- [YOUR GOAL]: Keep the pictures out of the copy and print all the entries below exactly.

* * * * * * *

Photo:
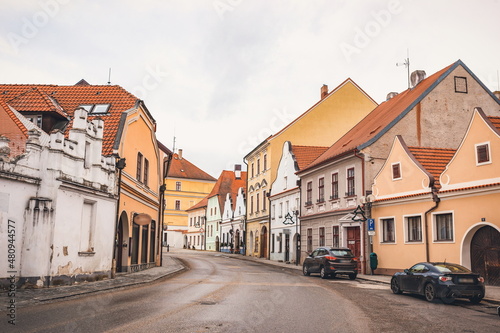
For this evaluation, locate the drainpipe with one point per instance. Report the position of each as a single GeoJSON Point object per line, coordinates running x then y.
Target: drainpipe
{"type": "Point", "coordinates": [365, 231]}
{"type": "Point", "coordinates": [436, 200]}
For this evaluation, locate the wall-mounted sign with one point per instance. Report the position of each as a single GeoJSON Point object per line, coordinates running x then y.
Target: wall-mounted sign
{"type": "Point", "coordinates": [142, 219]}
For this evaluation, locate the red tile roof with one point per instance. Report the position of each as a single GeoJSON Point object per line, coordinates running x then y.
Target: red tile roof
{"type": "Point", "coordinates": [182, 168]}
{"type": "Point", "coordinates": [228, 183]}
{"type": "Point", "coordinates": [495, 121]}
{"type": "Point", "coordinates": [304, 155]}
{"type": "Point", "coordinates": [70, 97]}
{"type": "Point", "coordinates": [434, 160]}
{"type": "Point", "coordinates": [37, 101]}
{"type": "Point", "coordinates": [383, 117]}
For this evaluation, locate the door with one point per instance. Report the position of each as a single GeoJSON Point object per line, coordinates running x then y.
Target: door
{"type": "Point", "coordinates": [354, 242]}
{"type": "Point", "coordinates": [287, 247]}
{"type": "Point", "coordinates": [485, 254]}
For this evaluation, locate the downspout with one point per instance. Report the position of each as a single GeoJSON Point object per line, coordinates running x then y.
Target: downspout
{"type": "Point", "coordinates": [246, 213]}
{"type": "Point", "coordinates": [365, 232]}
{"type": "Point", "coordinates": [436, 200]}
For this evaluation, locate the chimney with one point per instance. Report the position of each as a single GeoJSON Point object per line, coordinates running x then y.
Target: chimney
{"type": "Point", "coordinates": [324, 91]}
{"type": "Point", "coordinates": [390, 95]}
{"type": "Point", "coordinates": [416, 77]}
{"type": "Point", "coordinates": [237, 171]}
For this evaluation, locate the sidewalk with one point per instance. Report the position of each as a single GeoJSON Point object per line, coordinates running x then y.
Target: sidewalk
{"type": "Point", "coordinates": [492, 292]}
{"type": "Point", "coordinates": [26, 297]}
{"type": "Point", "coordinates": [171, 265]}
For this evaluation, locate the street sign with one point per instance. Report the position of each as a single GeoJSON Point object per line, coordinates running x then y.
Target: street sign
{"type": "Point", "coordinates": [371, 224]}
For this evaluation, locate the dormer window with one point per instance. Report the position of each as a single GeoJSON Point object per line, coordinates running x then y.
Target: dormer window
{"type": "Point", "coordinates": [483, 153]}
{"type": "Point", "coordinates": [396, 171]}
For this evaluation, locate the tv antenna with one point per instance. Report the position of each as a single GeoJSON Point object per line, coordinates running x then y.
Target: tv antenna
{"type": "Point", "coordinates": [406, 63]}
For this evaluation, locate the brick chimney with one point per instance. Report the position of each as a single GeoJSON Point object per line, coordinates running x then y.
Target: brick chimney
{"type": "Point", "coordinates": [324, 91]}
{"type": "Point", "coordinates": [237, 171]}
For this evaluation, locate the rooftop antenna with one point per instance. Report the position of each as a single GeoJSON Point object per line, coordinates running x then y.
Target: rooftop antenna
{"type": "Point", "coordinates": [406, 63]}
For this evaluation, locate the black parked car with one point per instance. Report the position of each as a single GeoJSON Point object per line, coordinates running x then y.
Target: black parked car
{"type": "Point", "coordinates": [330, 262]}
{"type": "Point", "coordinates": [439, 280]}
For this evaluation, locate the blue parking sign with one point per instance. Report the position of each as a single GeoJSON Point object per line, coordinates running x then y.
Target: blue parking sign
{"type": "Point", "coordinates": [371, 224]}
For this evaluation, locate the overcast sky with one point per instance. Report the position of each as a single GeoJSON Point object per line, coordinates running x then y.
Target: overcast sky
{"type": "Point", "coordinates": [222, 75]}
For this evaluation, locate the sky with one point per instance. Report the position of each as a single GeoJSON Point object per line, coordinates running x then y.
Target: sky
{"type": "Point", "coordinates": [222, 75]}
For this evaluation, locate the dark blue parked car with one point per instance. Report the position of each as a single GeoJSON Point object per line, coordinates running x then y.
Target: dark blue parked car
{"type": "Point", "coordinates": [439, 280]}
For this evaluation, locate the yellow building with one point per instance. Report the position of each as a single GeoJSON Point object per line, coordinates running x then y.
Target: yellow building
{"type": "Point", "coordinates": [185, 186]}
{"type": "Point", "coordinates": [441, 204]}
{"type": "Point", "coordinates": [325, 122]}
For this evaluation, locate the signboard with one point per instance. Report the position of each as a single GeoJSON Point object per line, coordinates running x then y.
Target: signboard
{"type": "Point", "coordinates": [371, 224]}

* * * * * * *

- [SOLUTION]:
Photo:
For this evaluation, locate the drainpipe with one point per instance. Report the position of each as a single GeoJSON Point object per line, coordinates running x then y.
Target: drainpipe
{"type": "Point", "coordinates": [365, 231]}
{"type": "Point", "coordinates": [436, 200]}
For this evaluation, locate the wall-mounted sign with one point per instance. Report the position of each as a single GeoJSON Point object per line, coordinates running x then y.
Target: wall-mounted sign
{"type": "Point", "coordinates": [142, 219]}
For this evaluation, locate the red tile roof with one point per instance. Report the position of each as a single GeoJSON Point object per line, coordinates running x then y.
Target: red tile roof
{"type": "Point", "coordinates": [182, 168]}
{"type": "Point", "coordinates": [228, 183]}
{"type": "Point", "coordinates": [495, 121]}
{"type": "Point", "coordinates": [304, 155]}
{"type": "Point", "coordinates": [70, 97]}
{"type": "Point", "coordinates": [434, 160]}
{"type": "Point", "coordinates": [37, 101]}
{"type": "Point", "coordinates": [383, 117]}
For this evaluation, locate the door with one point per instance. Report the position of each as a single GeoJSON Point object per line, coordinates running x then y.
Target: door
{"type": "Point", "coordinates": [354, 242]}
{"type": "Point", "coordinates": [287, 247]}
{"type": "Point", "coordinates": [485, 254]}
For this evaluation, locate the downspout with one point per instance. Report the position of each as a single GeoJSON Point object per line, coordinates running x then y.
Target: downspout
{"type": "Point", "coordinates": [246, 213]}
{"type": "Point", "coordinates": [365, 232]}
{"type": "Point", "coordinates": [436, 200]}
For this evaluation, locate the chimney with one point per instance. Report the position of each as a single GeoJSON Point object per line, coordinates running x then y.
Target: chimney
{"type": "Point", "coordinates": [324, 91]}
{"type": "Point", "coordinates": [390, 95]}
{"type": "Point", "coordinates": [416, 77]}
{"type": "Point", "coordinates": [237, 171]}
For this evaluation, locate the sidewalk with one point per instance. Report the position of each as a single GeoJSON Point object per line, coordinates running x then y.
Target: sidewalk
{"type": "Point", "coordinates": [492, 292]}
{"type": "Point", "coordinates": [26, 297]}
{"type": "Point", "coordinates": [171, 265]}
For this evaluation, locate the street sign with one point per instance. Report the position of each as a single GeoJSON Point object per line, coordinates running x then y.
Target: street sign
{"type": "Point", "coordinates": [371, 224]}
For this evaluation, locate the dormer window with one point per instance. Report the position of each as a single GeoJSON Point object per line, coordinates running x then y.
Target: dormer window
{"type": "Point", "coordinates": [483, 153]}
{"type": "Point", "coordinates": [396, 171]}
For this evaluation, locate the tv antenna with one point per instance. Report the position of each as a single GeoJSON Point object per line, coordinates running x then y.
Target: tv antenna
{"type": "Point", "coordinates": [406, 63]}
For this evaluation, locate the brick chimney with one point per instance. Report the position of each as a single GeoJSON Point object per line, coordinates running x then y.
Target: brick chimney
{"type": "Point", "coordinates": [324, 91]}
{"type": "Point", "coordinates": [237, 171]}
For this evaluation, locate the rooftop antenna with one point per instance. Report the position of each as a single GeoJSON Point object per line, coordinates running x then y.
Target: rooftop antenna
{"type": "Point", "coordinates": [406, 63]}
For this evaluation, locate the black parked car with one point per instance. Report the position of each as a single GeoJSON Point object per line, coordinates running x then y.
Target: black parked car
{"type": "Point", "coordinates": [330, 262]}
{"type": "Point", "coordinates": [439, 280]}
For this evaluation, locate the blue parking sign with one point per instance. Report the position of each as a single GeoJSON Point object per line, coordinates running x then y.
Target: blue parking sign
{"type": "Point", "coordinates": [371, 224]}
For this evaluation, locate the overcast sky with one point per instance. Report the position of each as a single GeoJSON Point object per line, coordinates running x then y.
Target: overcast sky
{"type": "Point", "coordinates": [222, 75]}
For this evaluation, locate the sky with one point per instance. Report the position of each as a single GeoJSON Point object per line, coordinates running x then y.
Target: sky
{"type": "Point", "coordinates": [222, 75]}
For this evaluation, locate the dark blue parked car with one point per instance. Report the position of each as a single GeoJSON Point object per line, coordinates running x then y.
Target: dark blue parked car
{"type": "Point", "coordinates": [439, 280]}
For this evaluation, locate the yellow building with one point per instance. Report the position of each as a single GeoJSON Point object per line, coordinates running x then y.
Target: yellow building
{"type": "Point", "coordinates": [185, 186]}
{"type": "Point", "coordinates": [441, 204]}
{"type": "Point", "coordinates": [325, 122]}
For this evaluation, locate the signboard with one point per instance. Report the position of each as a single GeoJSON Point object per line, coordinates running x then y.
Target: signboard
{"type": "Point", "coordinates": [371, 224]}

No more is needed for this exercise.